DOCUMENT SECTION:

•••

The Evolution of Greek Culture and Technology
(taken from http://www.antiquemapsandprints.com/scans/p-9483.jpg)
A culture is defined by its shared set of values, norms, beliefs, and institutions. In this way, the development of technology is greatly affected by culture and the two develop amidst an interwoven relationship. Technological improvements are made to fulfill human needs and desires, thus developing as a best-fit to culture. However, these same technological improvements also have an effect on culture by reinforcing current norms and allowing new ways of life to develop. This bidirectional feedback loop can be observed in the expansion of Greece, starting from its beginnings as scattered agricultural groups to its rise as a dominant city-state.
Prior to the formation of the Greek empire, the inhabitants of the region lived as nomads. To accommodate the migratory lifestyle of these groups, technological innovations were solely designed to increase mobility (Chant, 53). Fur clothing and the harnessing of fire were developed to allow the nomads to spread into the remaining colder territories. Wheeled carts and wagons were crucial in improving transportation between campsites. The domestication of the horse along with the creation of the bridle and bit came as tremendous benefits to nomadic lifeways.

•••

PROVIDED INFORMATION:
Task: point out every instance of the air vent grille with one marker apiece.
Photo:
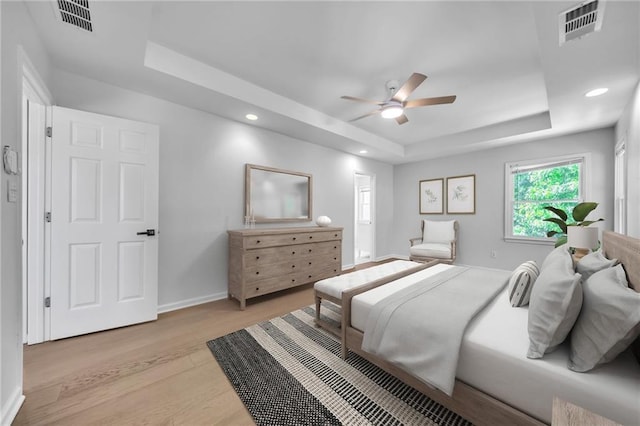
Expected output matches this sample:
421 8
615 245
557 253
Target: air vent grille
580 20
76 12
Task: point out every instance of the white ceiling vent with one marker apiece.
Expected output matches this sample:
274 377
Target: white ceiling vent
74 12
580 20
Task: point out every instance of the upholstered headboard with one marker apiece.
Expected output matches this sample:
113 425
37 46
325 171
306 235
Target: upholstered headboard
627 251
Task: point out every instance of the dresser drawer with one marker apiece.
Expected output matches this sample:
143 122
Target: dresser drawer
259 241
266 256
269 285
307 265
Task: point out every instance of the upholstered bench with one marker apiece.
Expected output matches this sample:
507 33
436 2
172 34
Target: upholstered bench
331 289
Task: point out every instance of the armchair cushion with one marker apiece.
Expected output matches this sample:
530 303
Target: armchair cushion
435 250
438 231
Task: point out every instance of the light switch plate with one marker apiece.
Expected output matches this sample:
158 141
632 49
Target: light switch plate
12 191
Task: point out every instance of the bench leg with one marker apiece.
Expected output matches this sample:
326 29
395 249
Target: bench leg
318 301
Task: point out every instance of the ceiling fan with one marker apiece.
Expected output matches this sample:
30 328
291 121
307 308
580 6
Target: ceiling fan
397 102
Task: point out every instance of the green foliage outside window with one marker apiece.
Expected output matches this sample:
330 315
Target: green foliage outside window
533 190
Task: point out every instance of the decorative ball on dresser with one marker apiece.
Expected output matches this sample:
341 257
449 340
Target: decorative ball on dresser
323 221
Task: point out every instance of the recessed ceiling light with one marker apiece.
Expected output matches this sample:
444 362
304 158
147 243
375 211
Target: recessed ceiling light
596 92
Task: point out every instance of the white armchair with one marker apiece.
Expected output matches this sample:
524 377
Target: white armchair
438 242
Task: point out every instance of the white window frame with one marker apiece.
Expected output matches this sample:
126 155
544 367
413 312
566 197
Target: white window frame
584 158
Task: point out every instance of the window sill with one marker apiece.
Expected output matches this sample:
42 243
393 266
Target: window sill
527 240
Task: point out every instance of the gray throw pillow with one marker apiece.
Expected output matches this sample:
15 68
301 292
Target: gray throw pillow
555 303
592 263
609 321
521 282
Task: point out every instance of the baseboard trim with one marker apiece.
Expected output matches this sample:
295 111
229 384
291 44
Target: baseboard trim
187 303
11 408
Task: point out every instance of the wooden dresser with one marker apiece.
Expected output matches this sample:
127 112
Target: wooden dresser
262 261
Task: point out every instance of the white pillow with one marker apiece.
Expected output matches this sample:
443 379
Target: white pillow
555 303
438 231
609 321
521 282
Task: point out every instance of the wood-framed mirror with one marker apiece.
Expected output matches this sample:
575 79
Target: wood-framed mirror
277 195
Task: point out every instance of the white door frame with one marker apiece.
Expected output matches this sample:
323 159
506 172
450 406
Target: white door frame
34 279
372 178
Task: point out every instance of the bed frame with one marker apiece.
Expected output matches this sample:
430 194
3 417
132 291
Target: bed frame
471 403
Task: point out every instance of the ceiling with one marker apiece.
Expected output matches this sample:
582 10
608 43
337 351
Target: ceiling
290 62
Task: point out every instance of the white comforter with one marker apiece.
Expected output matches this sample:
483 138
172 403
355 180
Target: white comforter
420 327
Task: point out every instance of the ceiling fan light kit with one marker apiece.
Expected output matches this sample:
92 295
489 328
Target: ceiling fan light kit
393 110
396 104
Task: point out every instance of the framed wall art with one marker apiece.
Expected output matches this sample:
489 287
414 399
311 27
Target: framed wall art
431 196
461 194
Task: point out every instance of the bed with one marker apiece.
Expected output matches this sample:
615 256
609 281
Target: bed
492 366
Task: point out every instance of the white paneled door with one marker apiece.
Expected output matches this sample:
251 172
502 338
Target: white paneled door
104 199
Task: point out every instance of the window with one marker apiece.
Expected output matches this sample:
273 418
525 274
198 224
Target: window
532 185
620 218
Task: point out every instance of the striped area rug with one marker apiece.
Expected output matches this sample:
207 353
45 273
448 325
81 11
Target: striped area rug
289 372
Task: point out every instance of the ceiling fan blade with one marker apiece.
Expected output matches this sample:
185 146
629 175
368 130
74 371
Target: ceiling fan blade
353 98
430 101
402 119
409 86
374 112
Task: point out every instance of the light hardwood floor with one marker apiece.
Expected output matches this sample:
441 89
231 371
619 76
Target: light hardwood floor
158 373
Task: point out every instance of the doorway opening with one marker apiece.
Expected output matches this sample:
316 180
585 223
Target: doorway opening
364 196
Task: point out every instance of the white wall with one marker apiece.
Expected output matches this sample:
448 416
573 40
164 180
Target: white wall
629 128
202 160
17 29
482 232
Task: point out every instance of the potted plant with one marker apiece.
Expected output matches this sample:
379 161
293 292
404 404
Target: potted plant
578 214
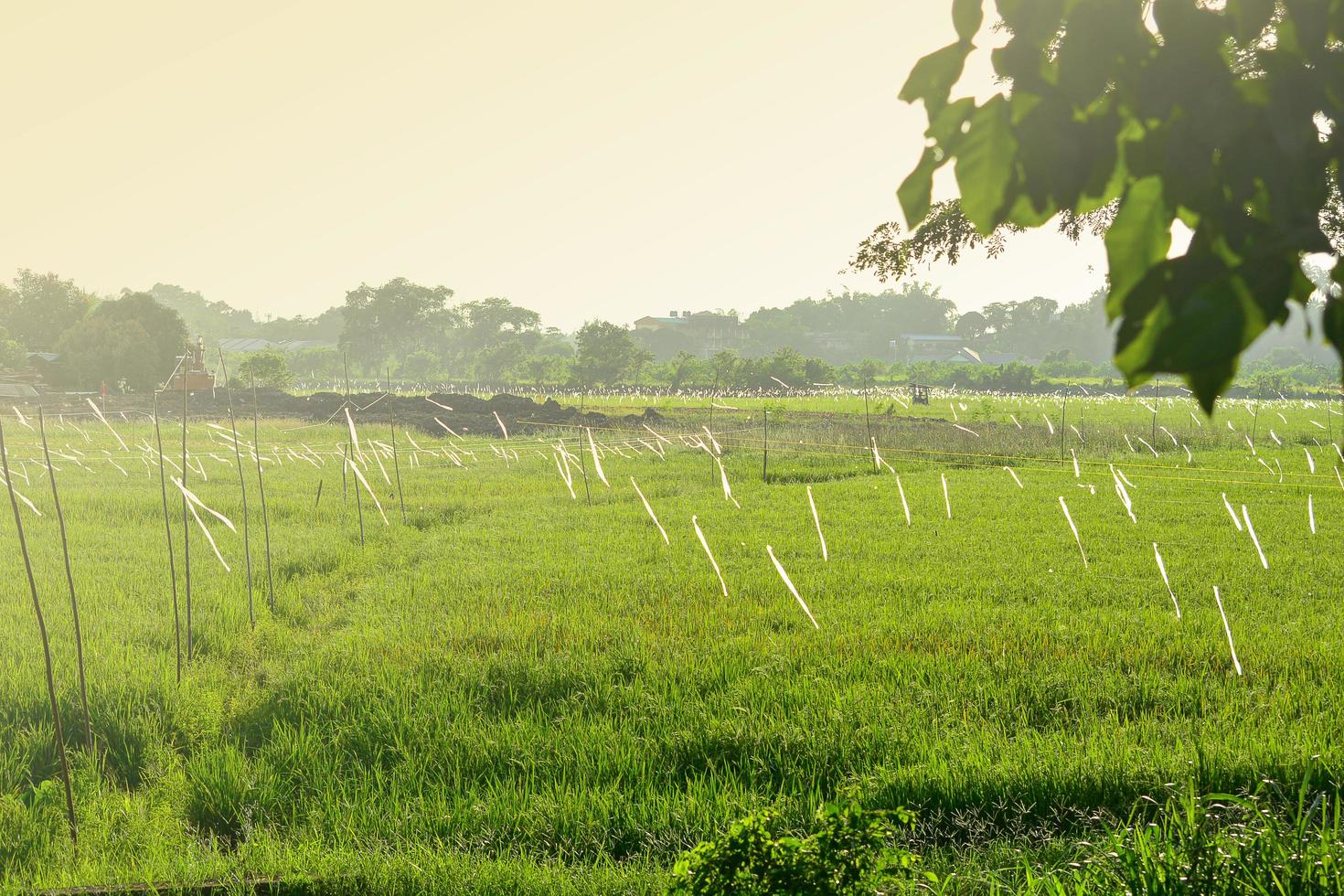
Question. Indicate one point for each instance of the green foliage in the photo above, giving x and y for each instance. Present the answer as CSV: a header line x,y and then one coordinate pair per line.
x,y
1221,117
606,354
40,308
849,853
394,318
269,368
12,355
132,338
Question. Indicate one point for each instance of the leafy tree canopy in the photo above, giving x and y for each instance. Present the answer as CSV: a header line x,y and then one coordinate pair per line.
x,y
606,354
269,369
1128,116
132,338
40,308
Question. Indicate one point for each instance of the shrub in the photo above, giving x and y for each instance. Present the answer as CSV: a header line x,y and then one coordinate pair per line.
x,y
851,852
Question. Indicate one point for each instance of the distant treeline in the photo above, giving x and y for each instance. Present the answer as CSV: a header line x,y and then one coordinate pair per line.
x,y
414,332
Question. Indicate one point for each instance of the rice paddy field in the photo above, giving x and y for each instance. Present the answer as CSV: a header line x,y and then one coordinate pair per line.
x,y
507,677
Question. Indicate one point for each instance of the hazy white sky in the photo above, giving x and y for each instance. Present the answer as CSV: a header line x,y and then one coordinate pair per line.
x,y
586,159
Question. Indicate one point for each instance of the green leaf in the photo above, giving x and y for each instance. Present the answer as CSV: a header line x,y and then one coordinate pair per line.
x,y
968,15
934,76
987,164
1249,17
1332,318
915,192
1137,240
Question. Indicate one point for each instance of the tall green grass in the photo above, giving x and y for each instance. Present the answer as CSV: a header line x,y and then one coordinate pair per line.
x,y
517,692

•••

AIM OF THE TASK: Copy out the text on Greek culture and technology word for word, from start to finish.

EXERCISE ANSWER:
The Evolution of Greek Culture and Technology
(taken from http://www.antiquemapsandprints.com/scans/p-9483.jpg)
A culture is defined by its shared set of values, norms, beliefs, and institutions. In this way, the development of technology is greatly affected by culture and the two develop amidst an interwoven relationship. Technological improvements are made to fulfill human needs and desires, thus developing as a best-fit to culture. However, these same technological improvements also have an effect on culture by reinforcing current norms and allowing new ways of life to develop. This bidirectional feedback loop can be observed in the expansion of Greece, starting from its beginnings as scattered agricultural groups to its rise as a dominant city-state.
Prior to the formation of the Greek empire, the inhabitants of the region lived as nomads. To accommodate the migratory lifestyle of these groups, technological innovations were solely designed to increase mobility (Chant, 53). Fur clothing and the harnessing of fire were developed to allow the nomads to spread into the remaining colder territories. Wheeled carts and wagons were crucial in improving transportation between campsites. The domestication of the horse along with the creation of the bridle and bit came as tremendous benefits to nomadic lifeways.